*Reading passage*
[Start of section]
Altwati said he did not hear from al-Zintani again and when he tried to call him on June 24, the photographer's phone was turned off. Altwati said that another journalist told him al-Zintani had been killed covering a Libyan National Army offensive that day. Altwati told CPJ that he confirmed the death with a military spokesperson, who also said al-Zintani was with a Saiqa unit at the time he was hit.
A YouTube channel in al-Zintani's name contains videos dating back to 2012, mostly about the fighting in Libya. Videos from the past three months before his death include a report about the Libyan National Army reclaiming a cement factory in Benghazi from Islamist militias, and promotional reports about the Libyan National Army's air force. The videos are marked as filmed and produced by al-Zintani.
Al-Zintani took up photojournalism in 2011 after the Libyan uprising against Muammar Qaddafi. Brian Conley, director of the U.S.-based company Small World News, which provides training to citizen journalists, told CPJ he met al-Zintani in Libya in 2011 when the journalist was covering fighting in the town of Zintan. He said that they met again in 2012 at a video production workshop that Conley ran in Benghazi. Conley said he helped al-Zintani sell content to U.S.
television networks. The two later discussed collaborating on running workshops for young journalists in Libya, but the project never materialized, Conley said.
Benghazi has been the scene of fierce fighting in 2016 between units belonging to the internationally recognized Libyan National Army, led by General Khalifa Haftar, and Islamist militias, some with affiliations to the militant group, Islamic State.
El-Hadj Mohamed Diallo, Guinée7, Afrik February 5, 2016, in Conakry, Guinea
Diallo, a reporter for the news websites Guinée7 and Afrik, was shot in the chest during clashes outside a meeting of Guinea's main opposition party, the Union of Democratic Forces of Guinea, in the capital, Conakry, according to reports. He died on the way to the hospital.
The reporter was shot during clashes at a political meeting he was covering. When the politician Oury Bah, who had recently been removed from his post as party vice-president, was denied entry to the party's headquarters, clashes erupted between his supporters and those of the current leader, Cellou Dalein Diallo, according to reports.
[End of section]
[Entries from a dataset]
[Start of section]
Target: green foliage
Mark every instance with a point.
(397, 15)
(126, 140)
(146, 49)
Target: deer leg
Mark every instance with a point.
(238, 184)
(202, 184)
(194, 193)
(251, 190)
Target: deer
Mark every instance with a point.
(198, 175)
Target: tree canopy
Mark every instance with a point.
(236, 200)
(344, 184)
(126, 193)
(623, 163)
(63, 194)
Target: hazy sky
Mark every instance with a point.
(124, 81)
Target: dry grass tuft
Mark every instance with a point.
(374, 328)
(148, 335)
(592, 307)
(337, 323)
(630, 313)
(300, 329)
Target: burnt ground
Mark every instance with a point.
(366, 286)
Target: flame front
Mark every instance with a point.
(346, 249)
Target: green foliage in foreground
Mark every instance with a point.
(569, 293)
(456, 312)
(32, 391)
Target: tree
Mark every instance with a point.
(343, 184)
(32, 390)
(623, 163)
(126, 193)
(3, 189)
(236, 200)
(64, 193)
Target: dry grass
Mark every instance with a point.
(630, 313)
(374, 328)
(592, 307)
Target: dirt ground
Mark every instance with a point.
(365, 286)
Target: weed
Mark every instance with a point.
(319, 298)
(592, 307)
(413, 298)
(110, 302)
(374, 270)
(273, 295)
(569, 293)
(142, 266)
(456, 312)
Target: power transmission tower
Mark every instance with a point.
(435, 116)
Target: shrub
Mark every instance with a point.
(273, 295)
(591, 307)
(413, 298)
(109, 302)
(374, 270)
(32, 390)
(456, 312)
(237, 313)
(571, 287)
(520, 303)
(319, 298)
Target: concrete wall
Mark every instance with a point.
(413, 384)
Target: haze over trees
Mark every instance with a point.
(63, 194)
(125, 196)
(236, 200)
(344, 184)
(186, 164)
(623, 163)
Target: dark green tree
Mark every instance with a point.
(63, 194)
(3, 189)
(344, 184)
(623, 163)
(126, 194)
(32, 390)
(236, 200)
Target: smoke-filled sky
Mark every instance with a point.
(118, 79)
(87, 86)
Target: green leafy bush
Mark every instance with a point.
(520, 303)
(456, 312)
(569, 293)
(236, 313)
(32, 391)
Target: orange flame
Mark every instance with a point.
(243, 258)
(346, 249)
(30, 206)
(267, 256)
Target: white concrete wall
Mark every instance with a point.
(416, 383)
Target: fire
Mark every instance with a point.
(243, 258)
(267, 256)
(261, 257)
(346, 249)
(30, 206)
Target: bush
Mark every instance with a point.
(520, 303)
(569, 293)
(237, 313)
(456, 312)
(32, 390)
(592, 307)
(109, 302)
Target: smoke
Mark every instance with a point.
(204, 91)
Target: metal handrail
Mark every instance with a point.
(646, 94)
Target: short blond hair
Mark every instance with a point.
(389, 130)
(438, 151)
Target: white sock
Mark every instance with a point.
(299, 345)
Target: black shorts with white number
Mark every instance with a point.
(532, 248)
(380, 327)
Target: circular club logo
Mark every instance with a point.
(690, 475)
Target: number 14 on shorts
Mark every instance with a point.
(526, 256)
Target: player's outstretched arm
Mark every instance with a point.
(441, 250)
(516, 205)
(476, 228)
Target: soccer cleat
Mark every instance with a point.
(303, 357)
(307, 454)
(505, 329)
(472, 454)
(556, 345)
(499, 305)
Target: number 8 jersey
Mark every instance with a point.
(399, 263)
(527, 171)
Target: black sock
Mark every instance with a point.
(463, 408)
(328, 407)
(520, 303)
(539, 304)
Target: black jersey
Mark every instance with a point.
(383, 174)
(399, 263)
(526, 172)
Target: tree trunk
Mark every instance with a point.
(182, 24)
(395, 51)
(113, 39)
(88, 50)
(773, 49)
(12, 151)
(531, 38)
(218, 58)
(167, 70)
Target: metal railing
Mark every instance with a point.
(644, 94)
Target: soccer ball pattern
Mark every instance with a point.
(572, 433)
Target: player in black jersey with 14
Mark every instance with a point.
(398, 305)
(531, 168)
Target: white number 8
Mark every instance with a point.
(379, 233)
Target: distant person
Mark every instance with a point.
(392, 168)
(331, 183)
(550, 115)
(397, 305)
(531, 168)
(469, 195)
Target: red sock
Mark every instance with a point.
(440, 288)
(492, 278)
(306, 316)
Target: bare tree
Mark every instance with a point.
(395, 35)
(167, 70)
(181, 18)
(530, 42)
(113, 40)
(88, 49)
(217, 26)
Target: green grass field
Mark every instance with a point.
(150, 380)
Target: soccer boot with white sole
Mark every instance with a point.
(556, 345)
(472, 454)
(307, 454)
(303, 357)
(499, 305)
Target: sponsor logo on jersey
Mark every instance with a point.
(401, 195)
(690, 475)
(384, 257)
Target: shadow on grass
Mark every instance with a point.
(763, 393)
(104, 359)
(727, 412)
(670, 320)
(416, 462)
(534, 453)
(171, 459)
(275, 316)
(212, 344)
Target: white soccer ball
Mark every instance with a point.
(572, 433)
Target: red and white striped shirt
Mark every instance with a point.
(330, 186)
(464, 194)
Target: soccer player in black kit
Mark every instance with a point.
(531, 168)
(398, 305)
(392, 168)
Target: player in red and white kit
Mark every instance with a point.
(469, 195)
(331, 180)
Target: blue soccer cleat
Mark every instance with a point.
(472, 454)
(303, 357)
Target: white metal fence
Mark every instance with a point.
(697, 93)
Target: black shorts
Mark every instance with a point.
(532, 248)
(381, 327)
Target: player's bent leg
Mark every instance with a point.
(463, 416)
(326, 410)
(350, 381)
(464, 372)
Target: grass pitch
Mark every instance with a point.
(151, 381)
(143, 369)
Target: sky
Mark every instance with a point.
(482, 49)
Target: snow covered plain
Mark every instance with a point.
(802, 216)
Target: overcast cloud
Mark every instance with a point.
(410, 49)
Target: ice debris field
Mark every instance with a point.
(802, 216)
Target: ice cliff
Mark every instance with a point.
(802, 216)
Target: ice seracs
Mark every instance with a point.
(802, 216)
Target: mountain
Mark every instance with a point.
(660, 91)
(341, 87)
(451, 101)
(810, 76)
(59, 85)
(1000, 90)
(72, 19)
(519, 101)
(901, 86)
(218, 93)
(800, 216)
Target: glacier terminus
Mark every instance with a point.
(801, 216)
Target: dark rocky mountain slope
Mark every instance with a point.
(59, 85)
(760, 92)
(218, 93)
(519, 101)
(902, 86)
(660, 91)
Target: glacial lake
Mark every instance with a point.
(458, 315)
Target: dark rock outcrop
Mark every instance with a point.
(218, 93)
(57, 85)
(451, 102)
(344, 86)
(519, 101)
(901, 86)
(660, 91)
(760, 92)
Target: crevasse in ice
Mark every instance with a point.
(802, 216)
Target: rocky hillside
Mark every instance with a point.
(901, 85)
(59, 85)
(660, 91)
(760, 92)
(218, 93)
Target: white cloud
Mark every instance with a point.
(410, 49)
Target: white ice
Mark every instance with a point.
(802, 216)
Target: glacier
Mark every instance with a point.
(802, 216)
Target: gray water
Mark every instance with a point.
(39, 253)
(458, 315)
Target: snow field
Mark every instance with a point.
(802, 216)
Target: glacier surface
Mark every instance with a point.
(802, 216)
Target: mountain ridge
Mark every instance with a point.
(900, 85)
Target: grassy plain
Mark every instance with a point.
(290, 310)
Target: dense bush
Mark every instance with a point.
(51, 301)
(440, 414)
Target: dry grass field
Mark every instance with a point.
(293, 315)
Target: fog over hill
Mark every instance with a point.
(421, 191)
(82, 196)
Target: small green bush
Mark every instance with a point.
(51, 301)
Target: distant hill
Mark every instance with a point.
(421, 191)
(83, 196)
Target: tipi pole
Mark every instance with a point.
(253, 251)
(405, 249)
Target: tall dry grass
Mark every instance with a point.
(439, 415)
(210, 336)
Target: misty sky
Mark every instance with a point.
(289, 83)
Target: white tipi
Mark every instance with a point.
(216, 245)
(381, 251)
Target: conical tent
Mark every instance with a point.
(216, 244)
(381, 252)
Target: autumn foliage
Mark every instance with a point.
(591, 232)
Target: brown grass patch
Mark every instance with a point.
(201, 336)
[End of section]
*What needs to be done*
Continue the report on journalists killed in Libya and Guinea, picking up after its last sentence.

*Result of the task*
Ibrahima Sory Traoré, publication manager of the privately owned Guinée7, told reporters on February 5 that he had viewed the reporter's body. Traoré said, "He was shot at point-blank range."
It was not immediately clear who shot Diallo, Reuters said. Government spokesperson Damantang Albert Camara said the killing is being investigated as a "voluntary homicide," according to reports. Guinea's Justice Minister Cheick Sako told reporters, "This crime will not go unpunished."
Attempts by CPJ to call police in Conakry for comment in early February went unanswered.
Diallo, who was married and had a young daughter, also contributed to the weekly L'Indépendant, according to reports. On February 8, 2016, hundreds of people marched in the capital, and nationwide the media held a "press-free" day to demand justice for Diallo, according to reports. A tribute to Diallo, published by his outlet Guinée7 on February 10, described the reporter's death a "huge loss for the Guinean press."
According to media reports, 17 of the 20 people arrested in connection with the crime were freed by August 2016. Two were still detained, while a third died in state custody, the U.S.-government-funded Voice of America reported.
Ibrahima Sory Traoré, publication manager of the privately owned Guinée7, told CPJ on December 5, 2016, that five people were charged in connection with Diallo's murder. He said two of suspects were in custody, and that police had warrants for the arrest of three other suspects still at large.